● **Task instructions**:
• a. In the text about t-shirts, why do the makers choose to use sometimes very time-consuming craft techniques on the t-shirt? Answer in one to three sentences.
• b. Translate this sentence from the text about t-shirts into Spanish: "We came home with an experimental tapestry with a jersey warp and wool weft."
• c. According to the text about t-shirts, which organization donated the t-shirt waste?
── Text under study
25 februari 2024

What's in a t-shirt?

During our residency at The Australian Tapestry Workshop, also travelling from the other side of the world, we decided to experiment with material sourced on site. We were donated post production yarn from ATWs tapestry weaving and also t-shirt waste from Textile Recyclers Australia. We worked on combining these two very different materials; one exclusive, the other worthless. The t-shirts were sliced into a stretchy warp for a tapestry weave with the already blended colours of wool as weft. 

We came home with an experimental tapestry with a jersey warp and wool weft. The colors blended in perfectly with the Autumn colours outside our studio. The idea of tapestry weaving with these materials still need to be explored further.

In the meantime we've continued experimenting, partly by using t-shirts as warp but the t-shirt as a raw material has led us into exploring many more possibilities the t-shirt offers us. 


So What’s in a T-shirt?

A t-shirt is typically made of cotton in a jersey knit and has become a large part of fast fashion. We buy them and we waste them in a fast pace. The production processes include heavy impact on the environment. They have very little or no second hand value, except those with attractive retro- prints. As with some of our previous projects, Do Redo and Re Rag Rug, we explore how we through craft techniques can add value to a worthless material. We have worked with the t-shirt as material for creating rugs, but not with keeping the archetypic shape of the T (shirt).


Looking at creative makers at social media, many cut- and re-shaping ideas have become viral. We want to transform the t-shirt in our own way by using sometimes very time consuming craft techniques, to see if we can load it with new value. Still being a t-shirt.
────
── Extracted records
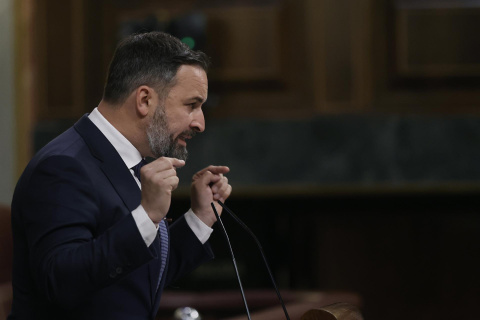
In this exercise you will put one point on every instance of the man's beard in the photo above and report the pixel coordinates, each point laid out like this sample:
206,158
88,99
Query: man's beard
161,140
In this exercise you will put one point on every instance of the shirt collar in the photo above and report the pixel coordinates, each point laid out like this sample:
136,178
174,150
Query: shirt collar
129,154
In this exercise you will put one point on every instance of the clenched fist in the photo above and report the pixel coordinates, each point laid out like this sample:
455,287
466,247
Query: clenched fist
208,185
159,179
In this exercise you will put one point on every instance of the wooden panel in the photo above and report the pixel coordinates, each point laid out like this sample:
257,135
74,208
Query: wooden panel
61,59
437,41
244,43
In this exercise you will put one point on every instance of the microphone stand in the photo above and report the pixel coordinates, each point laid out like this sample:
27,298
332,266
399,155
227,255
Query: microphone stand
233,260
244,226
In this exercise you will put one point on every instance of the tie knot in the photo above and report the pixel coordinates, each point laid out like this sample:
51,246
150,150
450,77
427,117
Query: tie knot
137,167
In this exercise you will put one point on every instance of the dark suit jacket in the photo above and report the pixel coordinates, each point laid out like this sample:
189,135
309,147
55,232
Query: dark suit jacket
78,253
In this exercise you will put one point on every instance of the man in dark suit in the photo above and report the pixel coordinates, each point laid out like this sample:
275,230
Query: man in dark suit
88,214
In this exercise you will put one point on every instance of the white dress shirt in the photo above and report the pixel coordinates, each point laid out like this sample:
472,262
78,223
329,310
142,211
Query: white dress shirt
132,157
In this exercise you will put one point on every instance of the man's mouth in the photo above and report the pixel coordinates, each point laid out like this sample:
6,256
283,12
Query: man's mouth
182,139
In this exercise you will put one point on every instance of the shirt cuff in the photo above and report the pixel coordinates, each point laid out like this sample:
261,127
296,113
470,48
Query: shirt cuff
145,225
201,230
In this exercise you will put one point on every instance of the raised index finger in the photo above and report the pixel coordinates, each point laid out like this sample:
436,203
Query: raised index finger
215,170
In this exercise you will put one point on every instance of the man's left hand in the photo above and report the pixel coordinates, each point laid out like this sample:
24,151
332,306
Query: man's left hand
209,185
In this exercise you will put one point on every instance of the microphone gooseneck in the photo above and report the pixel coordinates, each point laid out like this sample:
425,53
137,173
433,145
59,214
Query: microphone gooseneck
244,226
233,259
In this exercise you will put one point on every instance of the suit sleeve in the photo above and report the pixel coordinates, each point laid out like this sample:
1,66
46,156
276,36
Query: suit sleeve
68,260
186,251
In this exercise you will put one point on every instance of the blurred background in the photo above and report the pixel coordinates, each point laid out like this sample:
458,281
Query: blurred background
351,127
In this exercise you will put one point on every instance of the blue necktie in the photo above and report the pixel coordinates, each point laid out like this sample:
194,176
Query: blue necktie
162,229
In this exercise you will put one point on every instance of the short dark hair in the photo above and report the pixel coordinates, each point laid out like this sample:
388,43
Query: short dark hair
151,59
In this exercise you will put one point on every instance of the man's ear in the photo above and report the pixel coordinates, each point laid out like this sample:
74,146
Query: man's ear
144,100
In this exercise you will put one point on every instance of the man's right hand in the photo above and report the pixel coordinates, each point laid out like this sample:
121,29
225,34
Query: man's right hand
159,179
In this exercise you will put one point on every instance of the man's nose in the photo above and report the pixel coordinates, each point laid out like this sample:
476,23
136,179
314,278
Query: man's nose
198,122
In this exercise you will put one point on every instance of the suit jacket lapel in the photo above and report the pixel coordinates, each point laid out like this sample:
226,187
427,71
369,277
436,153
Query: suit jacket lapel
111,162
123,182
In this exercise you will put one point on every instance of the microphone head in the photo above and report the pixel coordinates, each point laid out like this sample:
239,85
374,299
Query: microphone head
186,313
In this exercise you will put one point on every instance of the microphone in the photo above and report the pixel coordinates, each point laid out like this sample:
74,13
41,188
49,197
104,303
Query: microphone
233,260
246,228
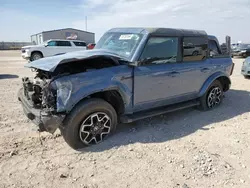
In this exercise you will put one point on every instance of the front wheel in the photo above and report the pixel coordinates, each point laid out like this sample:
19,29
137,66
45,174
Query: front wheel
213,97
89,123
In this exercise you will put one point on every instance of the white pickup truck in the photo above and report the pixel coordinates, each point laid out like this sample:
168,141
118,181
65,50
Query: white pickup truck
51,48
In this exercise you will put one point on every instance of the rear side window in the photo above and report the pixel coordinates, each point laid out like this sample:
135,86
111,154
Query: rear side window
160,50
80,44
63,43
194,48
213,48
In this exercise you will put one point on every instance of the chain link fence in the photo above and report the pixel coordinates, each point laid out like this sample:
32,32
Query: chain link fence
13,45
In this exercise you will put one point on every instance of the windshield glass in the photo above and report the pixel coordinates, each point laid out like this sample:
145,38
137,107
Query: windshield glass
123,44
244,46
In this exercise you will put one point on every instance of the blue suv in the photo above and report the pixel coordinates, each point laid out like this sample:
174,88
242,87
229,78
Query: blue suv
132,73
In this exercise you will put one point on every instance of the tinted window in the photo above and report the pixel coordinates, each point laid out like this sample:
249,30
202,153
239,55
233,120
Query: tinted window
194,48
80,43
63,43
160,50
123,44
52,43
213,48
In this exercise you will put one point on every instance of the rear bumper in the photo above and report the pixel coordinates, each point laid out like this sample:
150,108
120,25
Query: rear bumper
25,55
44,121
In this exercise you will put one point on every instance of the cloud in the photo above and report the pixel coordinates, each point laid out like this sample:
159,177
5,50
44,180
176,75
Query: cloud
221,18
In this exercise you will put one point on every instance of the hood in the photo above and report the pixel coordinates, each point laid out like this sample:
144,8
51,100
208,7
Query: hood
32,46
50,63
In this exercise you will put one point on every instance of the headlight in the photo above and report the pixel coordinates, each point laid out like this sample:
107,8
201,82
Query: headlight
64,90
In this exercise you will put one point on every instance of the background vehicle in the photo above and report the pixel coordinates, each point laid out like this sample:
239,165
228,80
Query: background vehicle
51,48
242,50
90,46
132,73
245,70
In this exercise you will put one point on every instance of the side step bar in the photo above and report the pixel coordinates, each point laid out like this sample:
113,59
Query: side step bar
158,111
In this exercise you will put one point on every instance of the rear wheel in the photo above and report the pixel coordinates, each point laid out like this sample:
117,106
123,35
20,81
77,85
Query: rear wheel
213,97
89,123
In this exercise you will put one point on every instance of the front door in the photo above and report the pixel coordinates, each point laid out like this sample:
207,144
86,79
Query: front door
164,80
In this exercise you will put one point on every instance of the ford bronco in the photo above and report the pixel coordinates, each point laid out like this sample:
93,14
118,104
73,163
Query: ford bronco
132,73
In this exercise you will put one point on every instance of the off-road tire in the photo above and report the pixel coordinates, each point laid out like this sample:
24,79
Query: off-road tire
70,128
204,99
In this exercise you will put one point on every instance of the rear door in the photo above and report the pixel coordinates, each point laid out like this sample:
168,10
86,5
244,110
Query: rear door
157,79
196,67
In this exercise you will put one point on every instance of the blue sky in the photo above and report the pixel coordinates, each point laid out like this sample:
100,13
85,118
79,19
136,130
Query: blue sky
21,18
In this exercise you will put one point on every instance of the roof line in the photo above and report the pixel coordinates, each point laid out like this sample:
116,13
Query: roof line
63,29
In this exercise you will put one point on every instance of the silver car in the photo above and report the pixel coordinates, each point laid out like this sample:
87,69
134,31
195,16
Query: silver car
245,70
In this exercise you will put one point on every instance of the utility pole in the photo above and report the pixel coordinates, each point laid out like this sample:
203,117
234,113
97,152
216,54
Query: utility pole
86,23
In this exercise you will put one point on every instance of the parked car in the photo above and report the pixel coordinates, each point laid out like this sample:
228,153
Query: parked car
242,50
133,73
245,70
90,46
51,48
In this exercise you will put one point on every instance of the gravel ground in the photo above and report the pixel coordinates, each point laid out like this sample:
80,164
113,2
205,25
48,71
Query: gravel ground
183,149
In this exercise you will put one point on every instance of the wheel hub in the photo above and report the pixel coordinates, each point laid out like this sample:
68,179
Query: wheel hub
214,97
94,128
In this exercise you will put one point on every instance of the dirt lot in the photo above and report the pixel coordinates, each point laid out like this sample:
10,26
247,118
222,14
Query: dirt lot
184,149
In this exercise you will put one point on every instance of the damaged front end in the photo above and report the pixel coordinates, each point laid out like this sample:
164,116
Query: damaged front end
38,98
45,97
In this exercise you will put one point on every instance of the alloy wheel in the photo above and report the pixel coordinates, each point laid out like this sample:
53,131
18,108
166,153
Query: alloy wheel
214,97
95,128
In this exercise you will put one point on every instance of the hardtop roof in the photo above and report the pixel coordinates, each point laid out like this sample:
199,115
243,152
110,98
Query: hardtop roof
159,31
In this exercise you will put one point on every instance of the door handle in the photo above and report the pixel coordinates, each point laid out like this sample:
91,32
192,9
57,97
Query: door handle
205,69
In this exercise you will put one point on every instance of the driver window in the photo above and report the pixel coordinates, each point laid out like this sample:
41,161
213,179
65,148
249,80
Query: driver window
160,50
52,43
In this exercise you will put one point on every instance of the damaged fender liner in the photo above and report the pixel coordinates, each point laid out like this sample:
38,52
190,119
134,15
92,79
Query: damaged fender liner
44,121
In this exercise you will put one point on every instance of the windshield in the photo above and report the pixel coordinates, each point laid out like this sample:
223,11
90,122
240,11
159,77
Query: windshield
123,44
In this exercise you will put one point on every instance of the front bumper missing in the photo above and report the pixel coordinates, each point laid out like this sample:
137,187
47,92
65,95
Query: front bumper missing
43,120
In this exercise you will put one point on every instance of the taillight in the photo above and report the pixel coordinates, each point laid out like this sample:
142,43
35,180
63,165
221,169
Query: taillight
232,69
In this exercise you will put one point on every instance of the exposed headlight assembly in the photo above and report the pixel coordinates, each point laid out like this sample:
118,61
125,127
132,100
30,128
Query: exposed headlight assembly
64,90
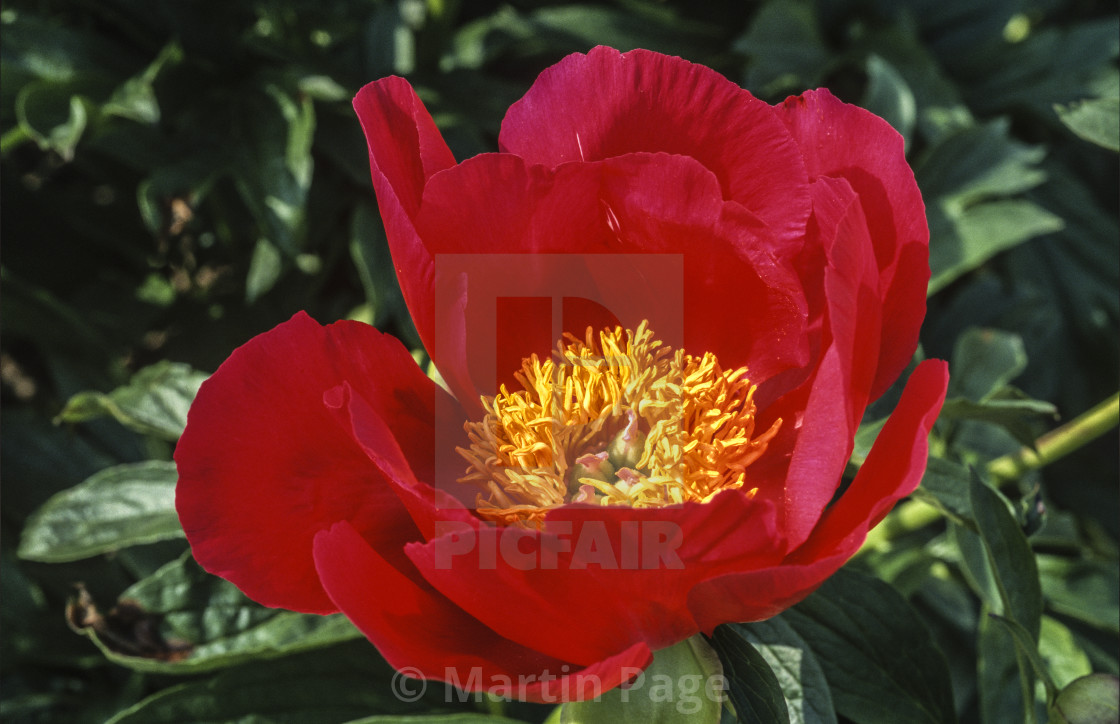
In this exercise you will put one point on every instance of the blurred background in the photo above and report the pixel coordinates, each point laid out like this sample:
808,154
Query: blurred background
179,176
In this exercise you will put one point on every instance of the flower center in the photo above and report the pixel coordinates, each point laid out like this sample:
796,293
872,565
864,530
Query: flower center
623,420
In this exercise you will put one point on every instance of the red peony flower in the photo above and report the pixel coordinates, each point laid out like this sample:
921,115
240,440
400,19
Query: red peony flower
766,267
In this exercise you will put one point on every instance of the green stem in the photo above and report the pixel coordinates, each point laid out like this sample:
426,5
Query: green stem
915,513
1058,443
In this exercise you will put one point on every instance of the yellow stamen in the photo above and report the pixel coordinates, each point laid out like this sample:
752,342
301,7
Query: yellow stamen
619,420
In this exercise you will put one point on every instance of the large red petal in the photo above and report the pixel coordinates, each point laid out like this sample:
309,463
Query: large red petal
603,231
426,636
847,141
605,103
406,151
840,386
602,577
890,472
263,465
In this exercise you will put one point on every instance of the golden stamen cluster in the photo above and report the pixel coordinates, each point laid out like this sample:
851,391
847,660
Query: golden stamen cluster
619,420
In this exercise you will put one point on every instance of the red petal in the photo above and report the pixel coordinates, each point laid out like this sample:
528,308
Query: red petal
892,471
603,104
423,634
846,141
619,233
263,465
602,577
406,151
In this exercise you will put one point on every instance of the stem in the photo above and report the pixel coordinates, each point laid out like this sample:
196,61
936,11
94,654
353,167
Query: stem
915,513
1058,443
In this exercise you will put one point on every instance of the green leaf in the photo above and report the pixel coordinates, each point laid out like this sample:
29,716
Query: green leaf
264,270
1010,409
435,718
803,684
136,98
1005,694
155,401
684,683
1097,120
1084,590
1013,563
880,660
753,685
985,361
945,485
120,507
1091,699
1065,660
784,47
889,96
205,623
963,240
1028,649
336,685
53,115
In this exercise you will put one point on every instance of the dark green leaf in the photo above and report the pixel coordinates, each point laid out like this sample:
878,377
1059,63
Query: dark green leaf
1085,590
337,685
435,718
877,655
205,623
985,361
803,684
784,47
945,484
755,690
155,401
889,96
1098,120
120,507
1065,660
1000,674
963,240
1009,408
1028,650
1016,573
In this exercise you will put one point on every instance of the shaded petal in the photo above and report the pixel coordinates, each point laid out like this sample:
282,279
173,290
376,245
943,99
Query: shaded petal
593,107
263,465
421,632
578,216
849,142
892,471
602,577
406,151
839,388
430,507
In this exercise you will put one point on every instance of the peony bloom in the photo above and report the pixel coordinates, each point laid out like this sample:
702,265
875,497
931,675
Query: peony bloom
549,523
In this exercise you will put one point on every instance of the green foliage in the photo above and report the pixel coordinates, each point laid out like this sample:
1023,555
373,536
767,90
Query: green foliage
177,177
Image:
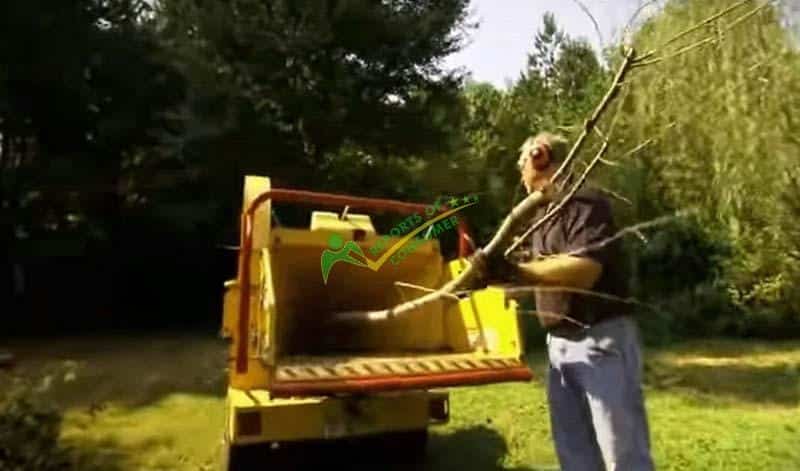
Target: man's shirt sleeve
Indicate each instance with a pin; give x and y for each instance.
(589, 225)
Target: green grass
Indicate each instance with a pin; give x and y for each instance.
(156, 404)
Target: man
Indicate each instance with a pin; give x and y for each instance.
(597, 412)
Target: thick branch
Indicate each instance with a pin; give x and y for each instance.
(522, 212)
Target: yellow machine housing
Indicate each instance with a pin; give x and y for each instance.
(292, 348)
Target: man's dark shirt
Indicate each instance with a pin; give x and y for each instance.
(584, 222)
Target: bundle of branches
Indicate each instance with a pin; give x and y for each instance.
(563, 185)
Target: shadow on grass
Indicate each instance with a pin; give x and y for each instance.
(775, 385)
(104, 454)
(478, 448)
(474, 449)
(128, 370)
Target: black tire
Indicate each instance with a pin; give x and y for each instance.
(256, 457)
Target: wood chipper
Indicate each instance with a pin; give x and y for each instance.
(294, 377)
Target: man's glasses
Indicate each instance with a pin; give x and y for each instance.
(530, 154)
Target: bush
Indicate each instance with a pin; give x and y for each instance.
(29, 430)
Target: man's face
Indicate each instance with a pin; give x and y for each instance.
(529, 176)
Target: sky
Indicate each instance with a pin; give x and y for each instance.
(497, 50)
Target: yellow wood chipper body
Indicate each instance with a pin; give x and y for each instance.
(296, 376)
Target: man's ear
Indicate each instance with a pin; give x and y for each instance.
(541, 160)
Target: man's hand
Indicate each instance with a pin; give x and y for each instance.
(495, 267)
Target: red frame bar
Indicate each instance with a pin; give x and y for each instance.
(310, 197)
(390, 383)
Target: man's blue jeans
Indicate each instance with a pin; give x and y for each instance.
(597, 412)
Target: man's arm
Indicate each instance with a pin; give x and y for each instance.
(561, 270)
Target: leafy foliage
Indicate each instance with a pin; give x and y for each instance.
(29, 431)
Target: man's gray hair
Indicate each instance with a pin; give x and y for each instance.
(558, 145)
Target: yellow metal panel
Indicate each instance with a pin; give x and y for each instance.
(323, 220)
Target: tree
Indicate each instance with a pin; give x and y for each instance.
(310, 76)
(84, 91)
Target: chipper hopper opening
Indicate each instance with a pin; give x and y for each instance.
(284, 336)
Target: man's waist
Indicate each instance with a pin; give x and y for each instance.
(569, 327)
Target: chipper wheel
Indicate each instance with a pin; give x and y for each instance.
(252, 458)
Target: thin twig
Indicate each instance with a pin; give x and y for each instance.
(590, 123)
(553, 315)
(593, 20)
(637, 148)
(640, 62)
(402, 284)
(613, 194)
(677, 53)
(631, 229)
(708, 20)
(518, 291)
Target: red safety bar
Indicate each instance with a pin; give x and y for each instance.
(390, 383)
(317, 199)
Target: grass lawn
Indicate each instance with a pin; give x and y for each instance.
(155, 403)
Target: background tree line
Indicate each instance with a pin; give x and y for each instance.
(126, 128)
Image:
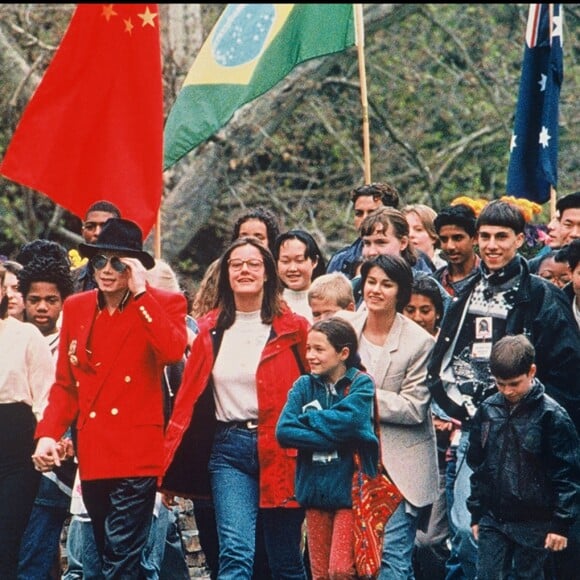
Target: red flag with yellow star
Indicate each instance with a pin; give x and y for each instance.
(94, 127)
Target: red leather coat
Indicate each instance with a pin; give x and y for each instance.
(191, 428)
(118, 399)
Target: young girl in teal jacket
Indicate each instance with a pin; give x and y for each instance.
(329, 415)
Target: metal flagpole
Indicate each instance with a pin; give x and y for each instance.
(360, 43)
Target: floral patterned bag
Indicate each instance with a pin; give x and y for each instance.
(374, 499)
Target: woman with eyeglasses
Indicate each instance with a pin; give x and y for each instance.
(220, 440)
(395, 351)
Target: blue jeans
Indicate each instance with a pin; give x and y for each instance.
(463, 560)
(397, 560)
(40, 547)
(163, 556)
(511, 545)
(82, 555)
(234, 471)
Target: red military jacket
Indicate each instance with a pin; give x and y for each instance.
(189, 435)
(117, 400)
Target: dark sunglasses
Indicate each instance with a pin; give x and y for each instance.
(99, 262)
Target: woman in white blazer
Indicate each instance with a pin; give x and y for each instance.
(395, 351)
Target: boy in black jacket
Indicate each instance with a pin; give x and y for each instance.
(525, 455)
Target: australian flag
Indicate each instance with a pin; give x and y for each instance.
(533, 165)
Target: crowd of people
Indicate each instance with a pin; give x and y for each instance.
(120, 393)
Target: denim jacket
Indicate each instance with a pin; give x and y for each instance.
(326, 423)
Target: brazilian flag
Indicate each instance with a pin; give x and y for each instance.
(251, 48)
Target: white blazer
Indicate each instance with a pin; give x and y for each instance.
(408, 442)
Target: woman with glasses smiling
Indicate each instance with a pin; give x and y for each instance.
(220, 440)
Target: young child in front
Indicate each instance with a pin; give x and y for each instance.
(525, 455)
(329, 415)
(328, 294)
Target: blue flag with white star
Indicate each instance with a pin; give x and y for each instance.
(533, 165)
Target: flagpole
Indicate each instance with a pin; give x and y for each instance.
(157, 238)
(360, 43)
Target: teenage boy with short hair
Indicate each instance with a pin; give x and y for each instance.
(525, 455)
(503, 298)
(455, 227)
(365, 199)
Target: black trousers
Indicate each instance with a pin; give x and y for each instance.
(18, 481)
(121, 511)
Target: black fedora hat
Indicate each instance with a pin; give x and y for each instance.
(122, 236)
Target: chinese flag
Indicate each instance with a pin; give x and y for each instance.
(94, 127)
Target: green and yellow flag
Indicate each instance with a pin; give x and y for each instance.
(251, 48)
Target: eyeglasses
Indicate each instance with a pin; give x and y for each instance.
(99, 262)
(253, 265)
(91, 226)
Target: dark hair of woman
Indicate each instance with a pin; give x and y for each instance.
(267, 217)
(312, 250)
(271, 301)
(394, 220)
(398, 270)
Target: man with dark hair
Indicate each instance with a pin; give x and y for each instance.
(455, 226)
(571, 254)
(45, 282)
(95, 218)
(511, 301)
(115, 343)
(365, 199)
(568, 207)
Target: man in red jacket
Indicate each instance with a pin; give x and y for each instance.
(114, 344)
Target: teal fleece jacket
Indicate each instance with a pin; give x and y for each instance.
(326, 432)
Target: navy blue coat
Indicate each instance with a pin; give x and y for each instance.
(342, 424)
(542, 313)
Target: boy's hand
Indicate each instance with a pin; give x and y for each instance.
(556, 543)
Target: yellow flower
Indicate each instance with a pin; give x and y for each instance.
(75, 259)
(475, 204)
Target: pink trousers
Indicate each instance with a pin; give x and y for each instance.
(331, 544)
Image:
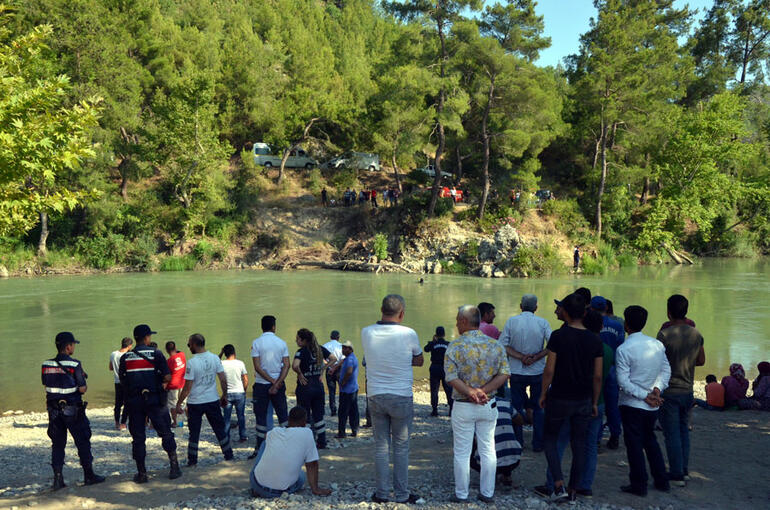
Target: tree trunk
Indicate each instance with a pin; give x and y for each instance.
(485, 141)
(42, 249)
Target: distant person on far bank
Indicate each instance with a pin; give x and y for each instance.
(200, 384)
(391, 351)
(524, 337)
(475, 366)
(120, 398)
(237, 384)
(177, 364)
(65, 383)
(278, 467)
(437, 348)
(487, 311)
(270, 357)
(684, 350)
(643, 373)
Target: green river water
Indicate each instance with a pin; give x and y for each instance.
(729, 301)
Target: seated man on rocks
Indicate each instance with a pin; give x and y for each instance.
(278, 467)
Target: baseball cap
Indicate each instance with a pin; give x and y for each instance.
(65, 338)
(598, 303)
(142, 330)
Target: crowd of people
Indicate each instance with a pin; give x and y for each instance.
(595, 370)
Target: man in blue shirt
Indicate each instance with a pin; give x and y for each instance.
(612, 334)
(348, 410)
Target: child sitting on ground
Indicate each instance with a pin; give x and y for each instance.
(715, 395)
────
● **Solutions to the exercise**:
• a. They want to transform the t-shirt in their own way to see whether they can load it with new value while it remains a t-shirt. This continues their aim, also pursued in earlier projects, of exploring how craft techniques can add value to a worthless material.

• b. Regresamos a casa con un tapiz experimental con urdimbre de punto jersey y trama de lana.

• c. Textile Recyclers Australia.